#### [WHAT THE TASK ASKS]
Transcribe the entries exactly as given and skip whatever images they hold.

#### [STORED DATA]
= = =
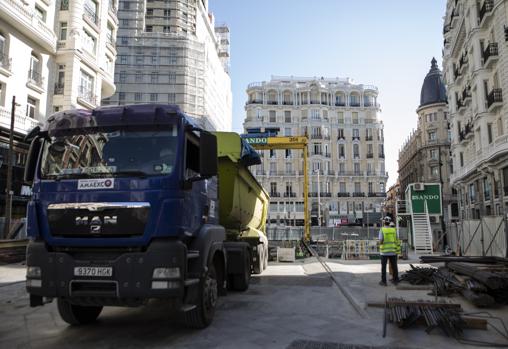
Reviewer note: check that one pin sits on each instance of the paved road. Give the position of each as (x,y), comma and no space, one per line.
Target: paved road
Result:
(286,305)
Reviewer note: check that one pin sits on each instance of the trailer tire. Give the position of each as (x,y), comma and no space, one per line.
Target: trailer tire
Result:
(202,315)
(77,314)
= = =
#### [RESPONSE TO THIS EXERCISE]
Reviewer note: check that one pin sits on each instance of the paved road. Give the position of each as (x,y), comma and no space, one per line.
Target: paved road
Result:
(286,305)
Reviewer note: check that one pin sits on each instance of the trailer tire. Give the position of each as (x,y), comma and no space, one per line.
Target: trailer tire
Result:
(202,315)
(77,314)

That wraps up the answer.